↓↓↓
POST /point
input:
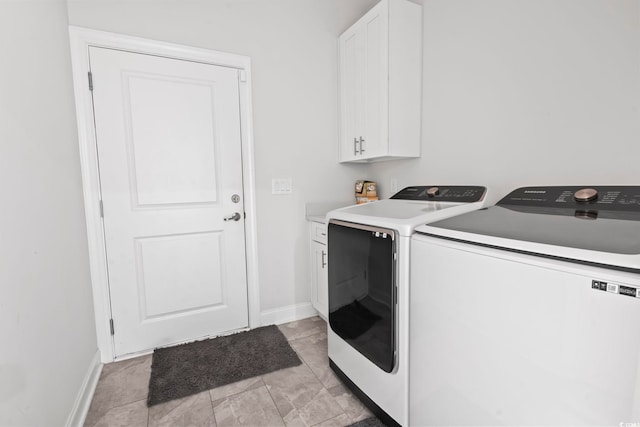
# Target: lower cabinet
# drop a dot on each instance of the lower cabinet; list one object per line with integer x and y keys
↑↑↑
↓↓↓
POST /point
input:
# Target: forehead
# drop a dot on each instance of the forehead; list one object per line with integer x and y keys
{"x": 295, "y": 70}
↑↑↑
↓↓↓
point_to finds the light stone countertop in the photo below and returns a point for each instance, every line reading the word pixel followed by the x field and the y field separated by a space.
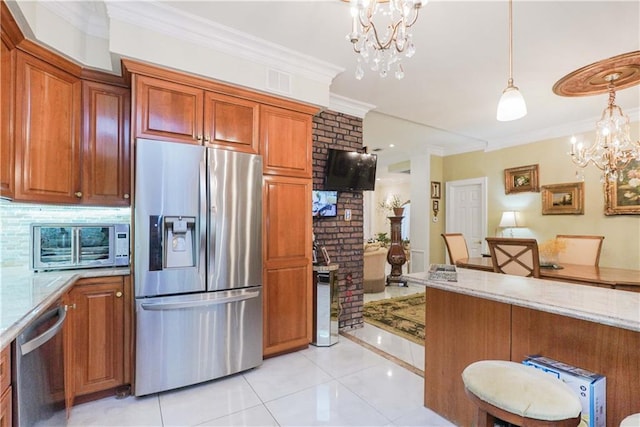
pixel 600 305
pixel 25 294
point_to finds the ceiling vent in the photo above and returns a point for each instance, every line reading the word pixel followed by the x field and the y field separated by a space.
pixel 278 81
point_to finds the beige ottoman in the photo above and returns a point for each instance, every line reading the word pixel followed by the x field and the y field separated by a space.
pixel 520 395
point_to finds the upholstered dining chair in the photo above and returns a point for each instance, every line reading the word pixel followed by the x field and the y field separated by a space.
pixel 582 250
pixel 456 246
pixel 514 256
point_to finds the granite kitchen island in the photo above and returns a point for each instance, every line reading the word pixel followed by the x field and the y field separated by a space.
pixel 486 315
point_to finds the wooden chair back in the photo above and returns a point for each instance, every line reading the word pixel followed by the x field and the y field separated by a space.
↑↑↑
# What needs to be done
From the line containing "point_to finds the ceiling" down to the line containing "point_to finds the wooden" in the material above, reproduce every line exactly, including the two end lines.

# Output below
point_to finds the ceiling vent in the photo above and returns a point for each instance, every line reading the word pixel followed by the x field and the y field separated by a space.
pixel 278 81
point_to finds the beige ottoman in the photo above and returns a point for each instance, every line reading the word pixel followed by the x field and the y field separated by a space.
pixel 520 395
point_to finds the upholstered dining chair in the photo above and returns a point for each instance, every line reading the word pixel followed by the x field and the y field separated by a space.
pixel 582 250
pixel 456 246
pixel 514 256
point_to finds the granite kitchen island in the photo above and returns a point for each instance, every line reading the word pixel followed by the x field and the y field separated by a space.
pixel 486 315
point_to finds the wooden chair back in the photo above and returns a point for each instance, every line reading the word pixel followed by the x field and the y field separated by a space.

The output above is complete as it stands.